#### The exercise:
Every record here should be printed again exactly.
====== Rows ======
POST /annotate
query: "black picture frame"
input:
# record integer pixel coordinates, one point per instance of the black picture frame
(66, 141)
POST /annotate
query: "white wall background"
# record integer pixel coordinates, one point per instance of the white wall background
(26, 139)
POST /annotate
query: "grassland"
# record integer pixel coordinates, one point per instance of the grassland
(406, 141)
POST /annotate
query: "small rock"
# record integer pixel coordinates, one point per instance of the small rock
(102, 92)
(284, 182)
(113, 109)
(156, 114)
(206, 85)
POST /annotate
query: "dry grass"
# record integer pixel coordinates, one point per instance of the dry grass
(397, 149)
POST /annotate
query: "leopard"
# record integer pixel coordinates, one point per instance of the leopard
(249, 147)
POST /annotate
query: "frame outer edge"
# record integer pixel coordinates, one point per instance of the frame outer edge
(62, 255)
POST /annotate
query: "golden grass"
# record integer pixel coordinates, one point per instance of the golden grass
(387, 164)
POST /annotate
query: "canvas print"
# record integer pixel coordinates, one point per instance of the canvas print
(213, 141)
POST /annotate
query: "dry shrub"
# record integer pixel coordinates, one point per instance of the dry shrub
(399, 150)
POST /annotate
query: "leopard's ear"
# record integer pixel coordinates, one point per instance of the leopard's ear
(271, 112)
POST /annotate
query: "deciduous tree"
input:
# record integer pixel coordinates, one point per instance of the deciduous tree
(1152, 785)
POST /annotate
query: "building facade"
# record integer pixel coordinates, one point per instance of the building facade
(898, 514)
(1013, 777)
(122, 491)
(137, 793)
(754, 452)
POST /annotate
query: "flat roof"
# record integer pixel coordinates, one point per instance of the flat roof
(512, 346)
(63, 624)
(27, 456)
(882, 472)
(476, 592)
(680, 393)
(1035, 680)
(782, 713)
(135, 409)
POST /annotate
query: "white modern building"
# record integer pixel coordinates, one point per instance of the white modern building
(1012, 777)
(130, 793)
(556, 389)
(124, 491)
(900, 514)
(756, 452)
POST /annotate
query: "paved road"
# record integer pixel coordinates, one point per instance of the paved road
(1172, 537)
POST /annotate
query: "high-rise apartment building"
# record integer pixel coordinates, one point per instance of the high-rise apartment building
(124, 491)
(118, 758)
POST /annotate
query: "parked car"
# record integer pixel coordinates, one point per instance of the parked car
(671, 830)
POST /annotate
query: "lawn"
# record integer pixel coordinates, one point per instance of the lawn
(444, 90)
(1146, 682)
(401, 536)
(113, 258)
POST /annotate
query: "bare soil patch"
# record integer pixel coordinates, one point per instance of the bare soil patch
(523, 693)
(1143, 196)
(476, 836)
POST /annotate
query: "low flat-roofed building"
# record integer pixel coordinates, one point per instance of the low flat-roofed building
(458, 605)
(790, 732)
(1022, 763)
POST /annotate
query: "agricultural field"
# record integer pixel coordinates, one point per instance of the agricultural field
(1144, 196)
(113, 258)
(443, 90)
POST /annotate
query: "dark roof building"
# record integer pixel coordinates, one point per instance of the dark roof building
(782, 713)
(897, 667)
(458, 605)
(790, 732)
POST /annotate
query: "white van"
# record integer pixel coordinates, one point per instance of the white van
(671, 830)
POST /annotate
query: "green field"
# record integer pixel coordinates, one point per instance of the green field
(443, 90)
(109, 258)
======
#### Task response:
POST /annotate
query: "black picture frame"
input:
# record integer pixel coordinates, one point per instance of the black picture frame
(66, 141)
POST /annotate
query: "white wall background"
# record integer pixel coordinates, one point per instance of the white wall background
(26, 139)
POST /annotate
query: "grassland"
# record integer pixel coordinates, one point per instance of the grassland
(406, 141)
POST /annotate
query: "small rock"
# record integer pixel coordinates, one point per instance of the small rock
(102, 92)
(284, 182)
(113, 109)
(156, 114)
(206, 85)
POST /annotate
query: "dry grass"
# record integer pixel coordinates, one point per instance of the dry grass
(397, 149)
POST /annotate
query: "leopard"
# record integer pixel coordinates, one point per instance of the leopard
(249, 147)
POST /annotate
query: "frame outer edge"
# record integer pixel coordinates, one point per instance of the frame outer edge
(62, 255)
POST /annotate
query: "golden grass"
# record integer pixel coordinates, one point per instance of the golden grass
(387, 164)
POST /annotate
query: "canvas print"
# record integer pixel coordinates, one point per instance of the canvas print
(213, 141)
POST /annotate
query: "dry shrub"
# record integer pixel coordinates, one point per instance of the dry shrub
(399, 150)
POST /annotate
query: "leopard's ear"
# record integer pixel coordinates, one point per instance of the leopard's ear
(271, 112)
POST /annotate
query: "deciduous tree"
input:
# record integer pixel coordinates, one point per instance of the deciduous tree
(1152, 785)
POST /annotate
query: "building facade"
# record integer pixel coordinates, one point per instance of the building facade
(898, 514)
(1013, 777)
(122, 491)
(137, 793)
(754, 452)
POST /annotate
query: "flat roof"
# record integer pixel coordinates, one point per instance of the flat roof
(512, 346)
(63, 624)
(27, 456)
(882, 472)
(476, 592)
(680, 393)
(1035, 680)
(782, 713)
(135, 409)
POST /annotate
query: "white modern building"
# record integer pixel coordinates, one point per instance of the white modern building
(1012, 777)
(130, 793)
(556, 389)
(124, 491)
(900, 514)
(756, 452)
POST /annotate
query: "paved road"
# record integer pixel coordinates, one point per instance of the paved road
(1172, 537)
POST /annotate
query: "high-rise apartment building"
# record integer pixel coordinates, one point per instance of the high-rise apartment building
(124, 491)
(118, 758)
POST /annotate
query: "parked car"
# record integer pixel coordinates, one point per instance of the parked car
(671, 830)
POST /annotate
query: "lawn"
# record integer pixel coordinates, one point per instance of the lawn
(444, 90)
(1146, 682)
(401, 536)
(113, 258)
POST /annotate
query: "bare soil patch"
# record integer pixel coordinates, one point per instance of the bare soil patch
(523, 693)
(1143, 196)
(476, 836)
POST /annotate
query: "low flat-roofed building"
# record integer pixel coordinates, one point per instance of the low flat-roofed building
(458, 605)
(790, 732)
(1022, 763)
POST /annotate
query: "agricultural field"
# record integer pixel coordinates, one point per instance of the agricultural field
(1144, 196)
(113, 258)
(443, 90)
POST /annotate
query: "dark roof building"
# record integer pixel coordinates, one point per instance of the dark roof building
(782, 713)
(897, 667)
(458, 605)
(790, 732)
POST /annotate
query: "white van"
# record integer pixel coordinates, one point per instance of the white van
(671, 830)
POST /annotate
query: "green field"
# record integer pixel coordinates, one point per instance of the green field
(443, 90)
(109, 258)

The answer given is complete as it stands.